▸ EXERCISE BRIEF: Show each line below that contains the word "yellow". Case counts.

Records:

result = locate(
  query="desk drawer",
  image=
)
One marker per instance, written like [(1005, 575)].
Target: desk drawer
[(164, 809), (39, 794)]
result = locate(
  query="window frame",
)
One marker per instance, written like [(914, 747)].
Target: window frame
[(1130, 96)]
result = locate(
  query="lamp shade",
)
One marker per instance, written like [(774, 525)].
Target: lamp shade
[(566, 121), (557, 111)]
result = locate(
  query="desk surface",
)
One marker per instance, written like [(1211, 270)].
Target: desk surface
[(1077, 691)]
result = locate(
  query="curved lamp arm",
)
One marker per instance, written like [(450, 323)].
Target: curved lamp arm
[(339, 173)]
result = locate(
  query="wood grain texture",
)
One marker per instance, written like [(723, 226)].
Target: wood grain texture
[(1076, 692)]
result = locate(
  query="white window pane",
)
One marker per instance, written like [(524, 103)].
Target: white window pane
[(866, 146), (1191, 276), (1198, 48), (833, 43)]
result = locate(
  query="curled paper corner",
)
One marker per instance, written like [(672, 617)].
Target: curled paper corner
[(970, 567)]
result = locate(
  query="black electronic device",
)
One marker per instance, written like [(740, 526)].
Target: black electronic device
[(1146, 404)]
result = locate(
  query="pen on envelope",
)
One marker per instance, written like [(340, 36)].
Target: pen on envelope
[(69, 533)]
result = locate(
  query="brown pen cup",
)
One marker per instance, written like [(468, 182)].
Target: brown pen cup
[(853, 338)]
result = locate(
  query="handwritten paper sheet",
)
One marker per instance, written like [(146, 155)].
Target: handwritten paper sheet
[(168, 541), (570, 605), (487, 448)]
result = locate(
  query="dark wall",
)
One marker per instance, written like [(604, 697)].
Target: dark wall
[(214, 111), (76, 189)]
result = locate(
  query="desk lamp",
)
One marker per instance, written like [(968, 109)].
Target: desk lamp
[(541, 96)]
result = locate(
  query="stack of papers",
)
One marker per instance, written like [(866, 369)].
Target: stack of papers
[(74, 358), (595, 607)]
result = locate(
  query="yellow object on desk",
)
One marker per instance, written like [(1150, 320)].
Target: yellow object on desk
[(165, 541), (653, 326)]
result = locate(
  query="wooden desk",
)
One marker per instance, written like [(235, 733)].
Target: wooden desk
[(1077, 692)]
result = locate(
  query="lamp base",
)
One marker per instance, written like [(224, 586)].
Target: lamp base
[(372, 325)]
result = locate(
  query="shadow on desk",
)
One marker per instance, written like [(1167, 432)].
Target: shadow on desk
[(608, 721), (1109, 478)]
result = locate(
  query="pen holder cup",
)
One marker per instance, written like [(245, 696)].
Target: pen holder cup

▸ TASK OUTPUT:
  query="yellow object on desk",
Target: yellow object on desk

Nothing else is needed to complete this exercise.